Du secteur psychiatrique à la réinsertion professionnelle : quand le soin se déplace dans la vie
Le soin en santé mentale n’a plus rien à voir avec ce qu’il était il y a un siècle. Longtemps, on enfermait pour soigner. Aujourd’hui, on soigne pour réinsérer, en plaçant la personne au cœur de son environnement social. C’est ce basculement que raconte l’histoire de la psychiatrie moderne — une histoire à la fois politique, institutionnelle et profondément humaine.
1960 : la naissance du « secteur »
Tout commence avec une circulaire de 1960 qui crée ce que l’on appelle encore aujourd’hui le secteur psychiatrique. Chaque département est découpé en sous-secteurs, rattachés à un hôpital psychiatrique de référence. Mais l’innovation n’est pas géographique : elle est philosophique.
Comme l’explique le psychologue Joseph Mornet, l’idée n’est plus d’isoler le malade dans l’hôpital… mais de déplacer l’hôpital vers la vie du malade.
« Le soin sort de l’asile. Il va à la rencontre de la personne, là où elle vit. »
— Joseph Mornet
Ce changement de paradigme marque le début de la désinstitutionalisation en France, une tendance partagée par de nombreux pays européens sous l’égide de l’OMS.
Mais la France reste prudente : contrairement à l’Italie ou au Royaume-Uni, elle ne ferme pas ses asiles. L’influence des mouvements radicaux comme l’antipsychiatrie, portée notamment par Franco Basaglia, y reste plus marginale.
Pour Basaglia, la folie est d’abord un produit de l’exclusion sociale, et le soin ne peut consister qu’en une réhabilitation économique et communautaire de la personne. Il ira jusqu’à dire :
« Il faut détruire l’hôpital. Le malade doit être soigné sur le lieu de sa souffrance : à la maison, à l’usine, à l’école. »
Moins de lits, plus de territoire
Cette volonté de soigner autrement s’est traduite, au fil des décennies, par une réduction massive du nombre de lits en psychiatrie publique. Un rapport de l’IGAS (2017) révèle que 60 % des lits ont disparu entre 1976 et 2016.
Mais ce sont surtout les lits publics qui ont diminué — tandis que le secteur privé lucratif, lui, progresse.
Ce mouvement s’est accompagné d’un changement de logique dans les politiques publiques : on ne pense plus uniquement en termes d’hospitalisation, mais en termes de territoires de santé, avec une approche globale mêlant soins, prévention et réinsertion.

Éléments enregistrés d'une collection
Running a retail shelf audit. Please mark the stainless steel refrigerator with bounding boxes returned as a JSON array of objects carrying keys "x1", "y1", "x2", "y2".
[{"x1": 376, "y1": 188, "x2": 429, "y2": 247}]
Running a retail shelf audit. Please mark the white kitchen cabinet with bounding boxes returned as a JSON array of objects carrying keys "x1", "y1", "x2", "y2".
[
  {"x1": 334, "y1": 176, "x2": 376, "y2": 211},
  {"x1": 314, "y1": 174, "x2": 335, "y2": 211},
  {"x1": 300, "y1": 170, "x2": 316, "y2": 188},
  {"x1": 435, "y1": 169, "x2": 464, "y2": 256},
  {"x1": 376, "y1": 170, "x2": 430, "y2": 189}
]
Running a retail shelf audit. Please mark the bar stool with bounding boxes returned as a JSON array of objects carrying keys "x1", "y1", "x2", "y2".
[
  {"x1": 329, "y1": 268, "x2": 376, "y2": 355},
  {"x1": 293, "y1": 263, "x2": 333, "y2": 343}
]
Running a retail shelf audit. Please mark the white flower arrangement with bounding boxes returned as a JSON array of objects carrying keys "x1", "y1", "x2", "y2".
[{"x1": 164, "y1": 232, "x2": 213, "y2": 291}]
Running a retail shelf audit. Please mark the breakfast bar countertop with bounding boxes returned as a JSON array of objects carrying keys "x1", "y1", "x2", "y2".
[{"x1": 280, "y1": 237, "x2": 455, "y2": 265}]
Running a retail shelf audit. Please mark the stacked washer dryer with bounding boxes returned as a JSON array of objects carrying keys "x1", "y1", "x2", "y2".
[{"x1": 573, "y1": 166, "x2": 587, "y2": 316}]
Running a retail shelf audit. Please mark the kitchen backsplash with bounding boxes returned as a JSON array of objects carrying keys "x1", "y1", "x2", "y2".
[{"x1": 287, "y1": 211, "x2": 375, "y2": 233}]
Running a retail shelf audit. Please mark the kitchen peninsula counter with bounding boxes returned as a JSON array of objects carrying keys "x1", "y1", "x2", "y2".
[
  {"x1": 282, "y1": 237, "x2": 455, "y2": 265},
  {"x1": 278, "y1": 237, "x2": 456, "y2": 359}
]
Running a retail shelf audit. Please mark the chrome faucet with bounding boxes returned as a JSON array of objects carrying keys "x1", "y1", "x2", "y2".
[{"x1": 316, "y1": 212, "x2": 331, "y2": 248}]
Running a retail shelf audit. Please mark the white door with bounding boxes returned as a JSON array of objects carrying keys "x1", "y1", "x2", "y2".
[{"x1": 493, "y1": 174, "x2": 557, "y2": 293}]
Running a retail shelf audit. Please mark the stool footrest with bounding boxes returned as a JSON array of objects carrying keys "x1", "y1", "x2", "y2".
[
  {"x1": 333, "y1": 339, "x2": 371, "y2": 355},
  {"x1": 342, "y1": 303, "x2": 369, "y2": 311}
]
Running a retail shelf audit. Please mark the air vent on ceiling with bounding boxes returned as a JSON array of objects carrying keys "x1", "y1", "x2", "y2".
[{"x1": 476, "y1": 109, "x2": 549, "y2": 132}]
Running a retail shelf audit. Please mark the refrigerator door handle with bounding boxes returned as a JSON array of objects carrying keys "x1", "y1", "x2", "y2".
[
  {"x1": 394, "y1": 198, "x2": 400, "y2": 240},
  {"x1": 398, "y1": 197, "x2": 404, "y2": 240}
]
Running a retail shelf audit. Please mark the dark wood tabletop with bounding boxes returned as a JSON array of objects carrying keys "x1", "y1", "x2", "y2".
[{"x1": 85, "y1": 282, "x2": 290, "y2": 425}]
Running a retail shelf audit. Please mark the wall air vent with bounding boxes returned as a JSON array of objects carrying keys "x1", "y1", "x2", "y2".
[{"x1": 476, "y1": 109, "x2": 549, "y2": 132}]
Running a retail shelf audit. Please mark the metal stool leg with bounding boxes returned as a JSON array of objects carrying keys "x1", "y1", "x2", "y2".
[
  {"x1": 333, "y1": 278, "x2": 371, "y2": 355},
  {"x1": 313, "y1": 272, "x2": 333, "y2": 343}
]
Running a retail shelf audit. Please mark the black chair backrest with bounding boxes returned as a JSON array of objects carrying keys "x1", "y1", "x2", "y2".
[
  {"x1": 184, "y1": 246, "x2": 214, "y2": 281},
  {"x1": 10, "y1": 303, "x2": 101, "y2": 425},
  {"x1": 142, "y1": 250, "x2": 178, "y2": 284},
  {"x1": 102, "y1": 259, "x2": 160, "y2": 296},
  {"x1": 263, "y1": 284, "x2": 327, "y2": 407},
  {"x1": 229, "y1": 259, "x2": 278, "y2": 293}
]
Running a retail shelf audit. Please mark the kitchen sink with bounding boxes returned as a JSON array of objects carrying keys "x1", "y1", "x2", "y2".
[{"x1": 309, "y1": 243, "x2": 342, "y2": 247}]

**CONSIGNES:**
- a) Répondez à ces questions sur le texte consacré à la psychiatrie de secteur :
(i) En quelle année une circulaire crée-t-elle le secteur psychiatrique ?
(ii) D'après le rapport de l'IGAS de 2017, quelle proportion des lits a disparu entre 1976 et 2016 ?
(iii) Quel secteur progresse pendant que les lits publics diminuent ?
- b) Restituez mot pour mot le passage du texte consacré à la psychiatrie de secteur, depuis « Comme l’explique le » jusqu'à « l’égide de l’OMS. ».

**VOS RÉPONSES:**
- a)
(i) En 1960.
(ii) 60 % des lits.
(iii) Le secteur privé lucratif.

- b)
Comme l’explique le psychologue Joseph Mornet, l’idée n’est plus d’isoler le malade dans l’hôpital… mais de déplacer l’hôpital vers la vie du malade.
« Le soin sort de l’asile. Il va à la rencontre de la personne, là où elle vit. »
— Joseph Mornet
Ce changement de paradigme marque le début de la désinstitutionalisation en France, une tendance partagée par de nombreux pays européens sous l’égide de l’OMS.